SUPPLIED PASSAGE >>

+ + + + + + +

Norway Opens a Consultation to Implement June 2024 and January 2025 OECD Administrative Guidance

Contents

The Norwegian Minimum Taxation Act was enacted as Law-2024-01-12-1 of January 12, 2024. This implemented the Pillar Two Global Minimum Tax as provided in the EU Minimum Tax Directive.  On April 3, 2024, Regulations for the implementation of the Minimum Tax Law were issued.

On June 16, 2025, the Norwegian Ministry of Finance opened a consultation on a Draft Bill to amend to the Norwegian Minimum Tax Act (as well as further amendments to the Regulations) for the June 2024 and January 2025 OECD Administrative Guidance. The proposed amendments generally apply for financial years beginning after December 31, 2023.

+ + + + + + +

DATASET EXTRACT >>
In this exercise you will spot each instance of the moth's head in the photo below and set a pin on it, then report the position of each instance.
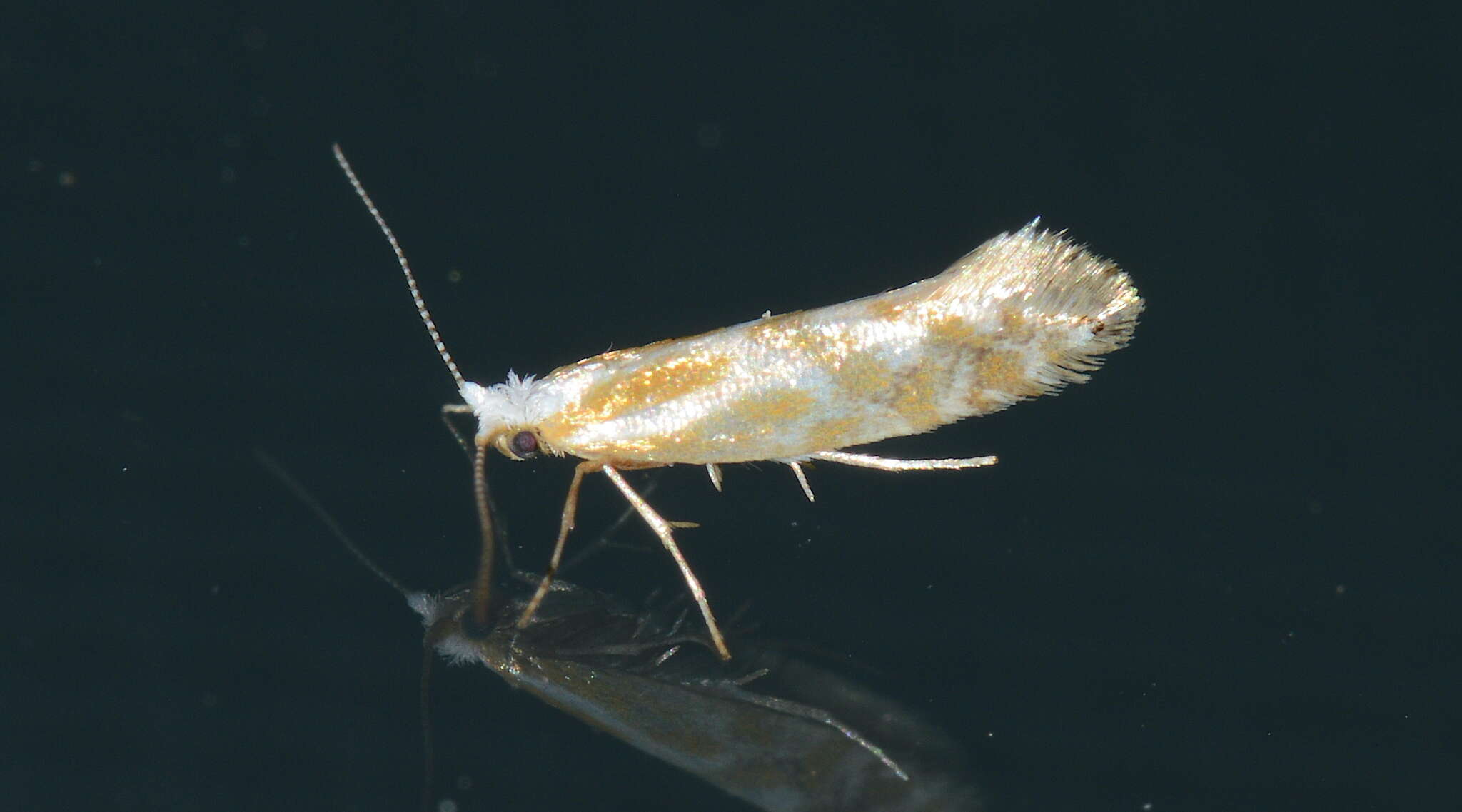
(506, 415)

+ + + + + + +

GIVEN TASK >> According to the passage on Norway's minimum tax, on what date did the Norwegian Ministry of Finance open its consultation on the Draft Bill? The listing is separate material, unrelated to the passage on Norway's minimum tax.

ANSWER TO THE TASK >> June 16, 2025.